- Source passage:
After the post-encoding period, participants performed a cued recall task of the initially encoded picture-word pairs. Participants were given these instructions: “Now, you will be presented with a picture from earlier in the experiment. Please recall the WORD paired with the picture from earlier in the experiment. Please type your response using the keyboard and press ENTER after you are done to move on. Please press SPACE to begin.” This screen was presented until participants pressed the spacebar to advance. After typing their response and pressing the return key, or 10,000 ms had expired, whichever came first, the next trial began with a fixation cross displayed for 500 ms. Once the cued recall task was finished, participants were then thanked for their participation and prompted to press the spacebar to complete the experiment.

Results

For all results reported, statistical significance was set at p < 0.05, a two-tailed test, unless otherwise noted. Effect sizes of eta squared (η2, Olejnik and Algina, 2003) are reported for significant F tests and Cohen’s d (d, Cohen, 1988) for significant t-tests. Adjusted degrees of freedom are reported such that unequal variances were assumed, and the Welsh approximation was applied.

- Entries provided:
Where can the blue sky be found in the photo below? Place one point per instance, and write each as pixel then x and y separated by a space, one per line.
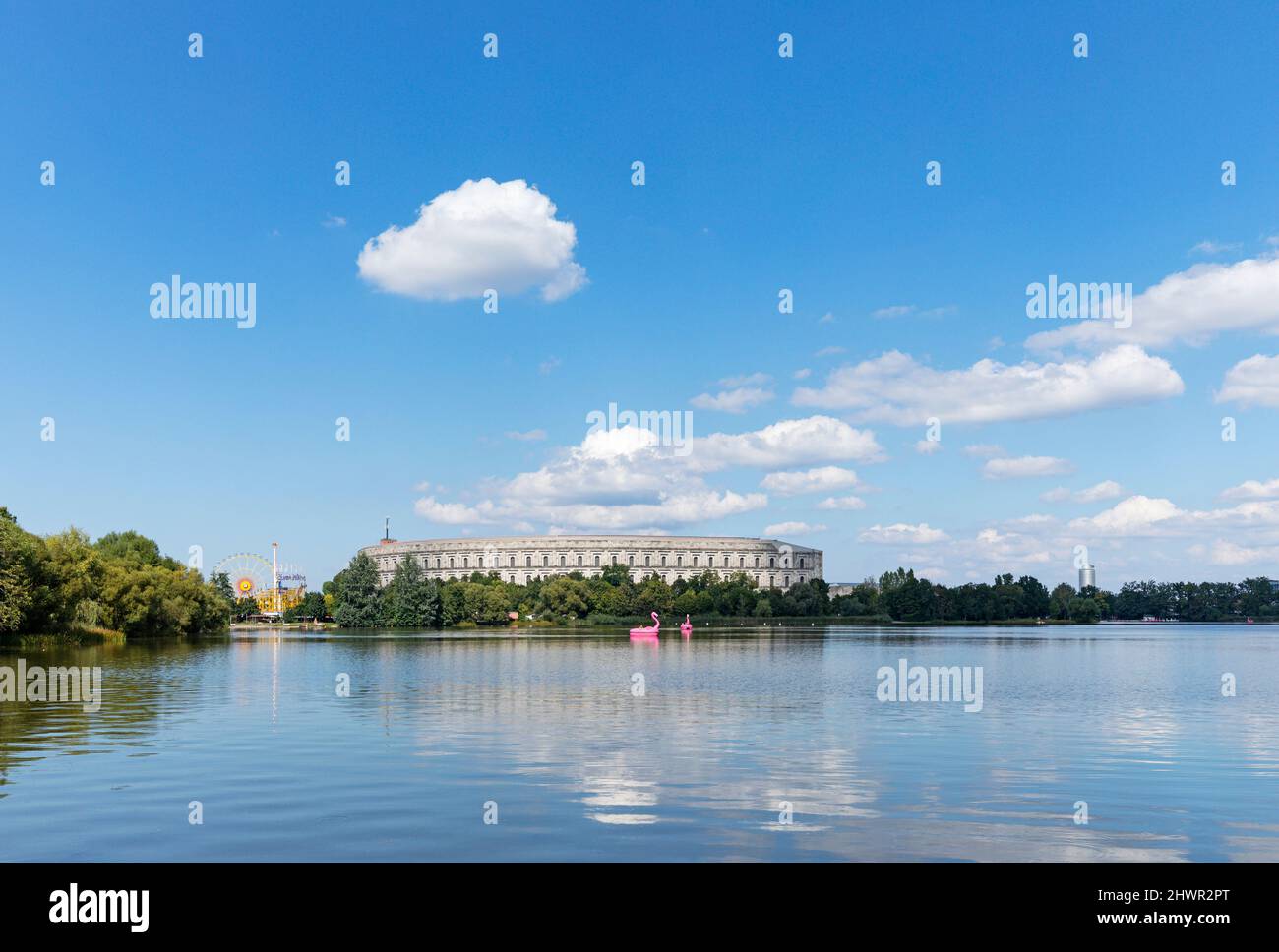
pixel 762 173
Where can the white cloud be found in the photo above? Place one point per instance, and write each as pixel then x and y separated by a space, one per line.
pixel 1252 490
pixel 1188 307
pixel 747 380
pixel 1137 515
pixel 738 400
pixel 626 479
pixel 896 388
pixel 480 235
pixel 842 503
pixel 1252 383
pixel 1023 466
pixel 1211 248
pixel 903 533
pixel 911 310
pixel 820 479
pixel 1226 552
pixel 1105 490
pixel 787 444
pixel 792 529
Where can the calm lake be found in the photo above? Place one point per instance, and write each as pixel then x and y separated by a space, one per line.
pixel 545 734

--

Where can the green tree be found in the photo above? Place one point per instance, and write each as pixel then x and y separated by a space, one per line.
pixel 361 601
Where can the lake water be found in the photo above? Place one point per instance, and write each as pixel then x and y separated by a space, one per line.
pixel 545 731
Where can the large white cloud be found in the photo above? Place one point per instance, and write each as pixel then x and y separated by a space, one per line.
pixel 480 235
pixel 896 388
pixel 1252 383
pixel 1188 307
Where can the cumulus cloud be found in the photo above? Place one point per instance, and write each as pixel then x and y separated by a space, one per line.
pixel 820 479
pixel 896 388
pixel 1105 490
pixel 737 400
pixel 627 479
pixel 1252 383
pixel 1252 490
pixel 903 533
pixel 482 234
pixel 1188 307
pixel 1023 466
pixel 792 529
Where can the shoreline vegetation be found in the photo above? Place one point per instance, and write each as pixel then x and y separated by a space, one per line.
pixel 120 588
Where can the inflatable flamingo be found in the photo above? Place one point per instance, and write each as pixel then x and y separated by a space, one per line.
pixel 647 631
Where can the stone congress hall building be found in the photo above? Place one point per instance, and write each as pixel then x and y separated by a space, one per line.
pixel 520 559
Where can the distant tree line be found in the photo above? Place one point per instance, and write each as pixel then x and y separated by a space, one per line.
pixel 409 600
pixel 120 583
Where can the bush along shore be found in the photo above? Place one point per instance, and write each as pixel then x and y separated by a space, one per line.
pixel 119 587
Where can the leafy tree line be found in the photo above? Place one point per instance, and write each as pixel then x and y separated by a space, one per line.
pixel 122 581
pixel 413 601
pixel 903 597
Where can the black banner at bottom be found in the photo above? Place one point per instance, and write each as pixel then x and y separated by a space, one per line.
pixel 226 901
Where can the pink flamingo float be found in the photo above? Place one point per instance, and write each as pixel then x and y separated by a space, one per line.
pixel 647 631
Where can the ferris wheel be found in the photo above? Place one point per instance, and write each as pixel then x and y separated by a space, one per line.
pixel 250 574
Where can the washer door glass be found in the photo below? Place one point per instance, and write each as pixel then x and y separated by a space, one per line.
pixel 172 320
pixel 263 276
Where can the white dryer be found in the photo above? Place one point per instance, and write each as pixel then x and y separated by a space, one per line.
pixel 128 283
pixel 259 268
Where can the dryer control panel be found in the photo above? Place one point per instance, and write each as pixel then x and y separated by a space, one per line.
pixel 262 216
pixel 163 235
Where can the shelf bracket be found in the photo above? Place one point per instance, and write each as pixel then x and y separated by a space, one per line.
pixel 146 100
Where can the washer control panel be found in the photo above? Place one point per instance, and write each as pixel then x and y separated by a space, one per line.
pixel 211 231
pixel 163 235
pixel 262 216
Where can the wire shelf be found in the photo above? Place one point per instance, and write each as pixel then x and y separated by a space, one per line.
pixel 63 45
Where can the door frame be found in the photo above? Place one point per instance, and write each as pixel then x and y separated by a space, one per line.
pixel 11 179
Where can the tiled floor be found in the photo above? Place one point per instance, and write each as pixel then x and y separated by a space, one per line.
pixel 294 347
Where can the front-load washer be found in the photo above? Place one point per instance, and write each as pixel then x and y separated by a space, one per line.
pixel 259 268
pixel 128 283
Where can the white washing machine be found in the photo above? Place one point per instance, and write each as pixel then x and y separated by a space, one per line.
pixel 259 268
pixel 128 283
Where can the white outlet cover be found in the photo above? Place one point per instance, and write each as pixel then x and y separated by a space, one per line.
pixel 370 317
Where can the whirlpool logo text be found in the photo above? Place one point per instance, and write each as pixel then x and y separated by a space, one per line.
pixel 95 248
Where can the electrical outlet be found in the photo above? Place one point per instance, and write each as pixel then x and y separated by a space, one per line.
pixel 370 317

- Tasks to carry out:
- a) Translate this sentence from the passage on the cued recall experiment into Spanish: "This screen was presented until participants pressed the spacebar to advance."
- b) Continue the passage on the cued recall experiment, picking up after its final sentence.

- Answers to the problems:
- a) Esta pantalla se mostró hasta que los participantes presionaron la barra espaciadora para avanzar.

- b)
First, analyses on recall accuracy are presented to test the main hypothesis that participants’ recall would be best following the wakeful rest condition compared to the other conditions. Second, participants’ self-reported difficulty ratings are examined to test whether the demanding nature of the task performed during the retention interval could explain the difference in wakeful rest effects found across conditions. As mentioned, we hypothesized that, consistent with the extant wakeful rest literature, participants’ recall would be best following the wakeful rest condition compared to the other conditions. The important issue is whether we would replicate the finding by Varma et al. (2018) of a memory benefit in the 2-back task compared to the rest + sounds condition.

Recall accuracy

Percent correct recall accuracy as a function of the post-encoding task for Experiment 1 is displayed in Figure 2. Overall, participants in the rest (wakeful rest) condition correctly recalled more words than participants in the other conditions. These patterns were confirmed by a one-way analysis of variance (ANOVA), which yielded an effect of post-encoding condition, F(2, 151) = 3.83, p = 0.02, η2 = 0.05. Planned t-tests confirmed that recall was significantly better in the rest condition as compared to the 2-back condition, t(101.64) = 2.54, p = 0.01, d = 0.50, and the rest + sounds condition, t(97.95) = 2.30, p = 0.02, d = 0.46. Recall that the 2-back and rest + sounds conditions did not differ significantly ps = 0.88.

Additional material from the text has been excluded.